_PROVIDED MATERIAL_
────────
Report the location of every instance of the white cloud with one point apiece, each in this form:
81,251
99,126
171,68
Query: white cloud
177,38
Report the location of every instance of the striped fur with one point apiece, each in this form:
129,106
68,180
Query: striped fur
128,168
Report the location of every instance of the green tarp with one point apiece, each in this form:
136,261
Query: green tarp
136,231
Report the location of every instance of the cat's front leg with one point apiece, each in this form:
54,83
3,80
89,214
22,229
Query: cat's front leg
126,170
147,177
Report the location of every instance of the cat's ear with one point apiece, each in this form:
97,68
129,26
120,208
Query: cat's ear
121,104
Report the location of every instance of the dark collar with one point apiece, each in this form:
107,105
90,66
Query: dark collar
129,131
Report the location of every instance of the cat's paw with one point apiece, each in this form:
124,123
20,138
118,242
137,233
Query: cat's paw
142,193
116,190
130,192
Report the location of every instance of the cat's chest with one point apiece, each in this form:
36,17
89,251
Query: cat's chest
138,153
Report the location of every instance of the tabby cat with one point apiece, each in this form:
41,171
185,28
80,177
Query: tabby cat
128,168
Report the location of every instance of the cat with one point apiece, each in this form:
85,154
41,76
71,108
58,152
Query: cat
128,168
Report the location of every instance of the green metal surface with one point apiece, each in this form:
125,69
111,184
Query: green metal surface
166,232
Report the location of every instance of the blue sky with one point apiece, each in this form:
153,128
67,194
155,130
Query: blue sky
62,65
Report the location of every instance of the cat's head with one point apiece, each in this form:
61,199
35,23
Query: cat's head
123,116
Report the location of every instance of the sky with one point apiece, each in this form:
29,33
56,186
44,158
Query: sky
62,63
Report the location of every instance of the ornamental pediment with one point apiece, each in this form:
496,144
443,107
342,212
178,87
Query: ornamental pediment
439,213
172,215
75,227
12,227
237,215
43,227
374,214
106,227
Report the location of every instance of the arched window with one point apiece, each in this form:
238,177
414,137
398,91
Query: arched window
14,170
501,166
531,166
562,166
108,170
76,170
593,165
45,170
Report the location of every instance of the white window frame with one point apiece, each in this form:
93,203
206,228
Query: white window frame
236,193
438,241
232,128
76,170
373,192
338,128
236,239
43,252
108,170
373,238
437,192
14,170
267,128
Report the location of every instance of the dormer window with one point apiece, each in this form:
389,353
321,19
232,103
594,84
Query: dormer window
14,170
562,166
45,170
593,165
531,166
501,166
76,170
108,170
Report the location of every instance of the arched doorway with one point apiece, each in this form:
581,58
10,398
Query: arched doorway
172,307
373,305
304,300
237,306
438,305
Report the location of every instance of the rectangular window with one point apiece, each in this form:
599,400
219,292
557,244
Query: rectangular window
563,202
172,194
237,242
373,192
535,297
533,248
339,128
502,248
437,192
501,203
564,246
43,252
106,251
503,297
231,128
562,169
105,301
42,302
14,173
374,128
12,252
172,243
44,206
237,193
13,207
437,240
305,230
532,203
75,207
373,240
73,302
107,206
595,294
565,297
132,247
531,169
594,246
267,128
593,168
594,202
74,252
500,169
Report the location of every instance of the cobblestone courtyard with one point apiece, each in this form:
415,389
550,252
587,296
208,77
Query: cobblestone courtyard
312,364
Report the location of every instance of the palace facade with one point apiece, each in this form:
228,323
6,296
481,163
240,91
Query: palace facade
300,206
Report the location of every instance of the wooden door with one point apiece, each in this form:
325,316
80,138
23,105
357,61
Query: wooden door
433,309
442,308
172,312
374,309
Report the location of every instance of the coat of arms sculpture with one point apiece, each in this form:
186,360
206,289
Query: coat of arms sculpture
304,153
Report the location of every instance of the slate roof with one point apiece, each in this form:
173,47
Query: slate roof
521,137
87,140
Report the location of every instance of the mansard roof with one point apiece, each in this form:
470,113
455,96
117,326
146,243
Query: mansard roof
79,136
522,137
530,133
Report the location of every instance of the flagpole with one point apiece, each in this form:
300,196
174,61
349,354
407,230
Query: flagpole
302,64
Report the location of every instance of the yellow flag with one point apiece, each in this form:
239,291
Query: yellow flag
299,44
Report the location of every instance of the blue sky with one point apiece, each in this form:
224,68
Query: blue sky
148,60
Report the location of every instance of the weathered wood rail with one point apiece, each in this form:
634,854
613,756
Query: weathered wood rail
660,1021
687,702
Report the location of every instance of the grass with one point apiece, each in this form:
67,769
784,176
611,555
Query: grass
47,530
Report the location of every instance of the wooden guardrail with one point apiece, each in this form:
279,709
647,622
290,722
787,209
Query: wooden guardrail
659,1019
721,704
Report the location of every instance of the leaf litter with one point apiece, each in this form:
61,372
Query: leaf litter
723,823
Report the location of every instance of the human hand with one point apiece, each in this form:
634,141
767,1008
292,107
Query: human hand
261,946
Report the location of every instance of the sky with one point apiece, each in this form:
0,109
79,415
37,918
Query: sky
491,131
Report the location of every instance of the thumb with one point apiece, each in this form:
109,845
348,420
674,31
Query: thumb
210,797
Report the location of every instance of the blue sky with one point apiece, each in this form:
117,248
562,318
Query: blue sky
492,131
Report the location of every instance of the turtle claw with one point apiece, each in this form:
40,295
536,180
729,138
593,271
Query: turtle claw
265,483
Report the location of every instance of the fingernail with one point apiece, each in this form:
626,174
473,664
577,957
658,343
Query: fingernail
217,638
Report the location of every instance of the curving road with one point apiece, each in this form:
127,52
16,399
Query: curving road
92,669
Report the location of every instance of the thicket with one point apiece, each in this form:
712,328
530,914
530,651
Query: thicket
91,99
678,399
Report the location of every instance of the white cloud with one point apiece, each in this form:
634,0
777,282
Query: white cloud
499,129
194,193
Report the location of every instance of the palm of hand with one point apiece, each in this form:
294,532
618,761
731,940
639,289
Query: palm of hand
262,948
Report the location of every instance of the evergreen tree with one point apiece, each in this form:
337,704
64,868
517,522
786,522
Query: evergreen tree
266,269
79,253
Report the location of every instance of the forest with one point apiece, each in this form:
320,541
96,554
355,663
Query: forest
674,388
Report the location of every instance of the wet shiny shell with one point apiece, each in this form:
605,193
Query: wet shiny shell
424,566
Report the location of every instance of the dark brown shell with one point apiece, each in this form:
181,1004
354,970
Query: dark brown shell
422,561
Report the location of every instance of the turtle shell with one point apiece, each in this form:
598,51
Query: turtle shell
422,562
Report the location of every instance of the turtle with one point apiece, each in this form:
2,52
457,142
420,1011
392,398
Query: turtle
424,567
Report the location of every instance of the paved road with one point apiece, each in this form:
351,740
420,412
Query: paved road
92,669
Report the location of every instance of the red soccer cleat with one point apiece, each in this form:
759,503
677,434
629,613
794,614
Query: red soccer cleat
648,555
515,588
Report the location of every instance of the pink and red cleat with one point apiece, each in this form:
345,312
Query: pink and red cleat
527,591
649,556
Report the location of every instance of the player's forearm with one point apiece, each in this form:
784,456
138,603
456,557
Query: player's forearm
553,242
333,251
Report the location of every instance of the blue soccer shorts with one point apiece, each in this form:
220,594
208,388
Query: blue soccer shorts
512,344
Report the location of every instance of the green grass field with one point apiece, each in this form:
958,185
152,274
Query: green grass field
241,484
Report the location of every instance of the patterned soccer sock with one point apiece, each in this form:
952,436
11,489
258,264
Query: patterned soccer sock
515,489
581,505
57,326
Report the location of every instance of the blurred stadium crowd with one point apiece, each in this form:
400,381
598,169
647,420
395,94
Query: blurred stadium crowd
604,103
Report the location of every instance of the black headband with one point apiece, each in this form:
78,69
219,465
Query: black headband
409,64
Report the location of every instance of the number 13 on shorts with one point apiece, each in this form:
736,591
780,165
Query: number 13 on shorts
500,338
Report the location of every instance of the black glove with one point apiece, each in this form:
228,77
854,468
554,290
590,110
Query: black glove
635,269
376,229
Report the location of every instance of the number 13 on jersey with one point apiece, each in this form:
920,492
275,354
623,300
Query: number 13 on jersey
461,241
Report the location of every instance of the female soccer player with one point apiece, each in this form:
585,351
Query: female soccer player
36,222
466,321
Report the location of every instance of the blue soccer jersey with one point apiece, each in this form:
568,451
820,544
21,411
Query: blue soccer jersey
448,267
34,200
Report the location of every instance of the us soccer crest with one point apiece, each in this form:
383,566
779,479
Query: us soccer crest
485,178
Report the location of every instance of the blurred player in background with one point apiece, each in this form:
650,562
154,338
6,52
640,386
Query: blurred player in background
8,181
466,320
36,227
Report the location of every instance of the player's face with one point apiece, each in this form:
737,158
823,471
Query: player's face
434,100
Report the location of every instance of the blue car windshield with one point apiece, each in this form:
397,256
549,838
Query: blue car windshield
────────
_WHAT THE EXERCISE ASKS_
Reproduce the part of the data that opens with the line containing "Report the location of every instance of the us" and runs through the end of the data, with nothing changed.

_EXERCISE SOLUTION_
Report the location of every instance of the us soccer crest with one point apiece, each in this form:
383,566
779,479
Query: us soccer crest
485,178
Report the location of every instance of the blurred player in background with one point apiece, each in this form:
650,562
154,338
6,52
640,386
Query: blurred player in background
8,181
466,320
36,227
Report the location of every instance of the player's face with one point apiece, each in this form:
737,158
823,471
Query: player's face
434,100
Report the location of every instance of the blue car windshield with one point apiece, each in this form:
397,256
549,838
Query: blue car windshield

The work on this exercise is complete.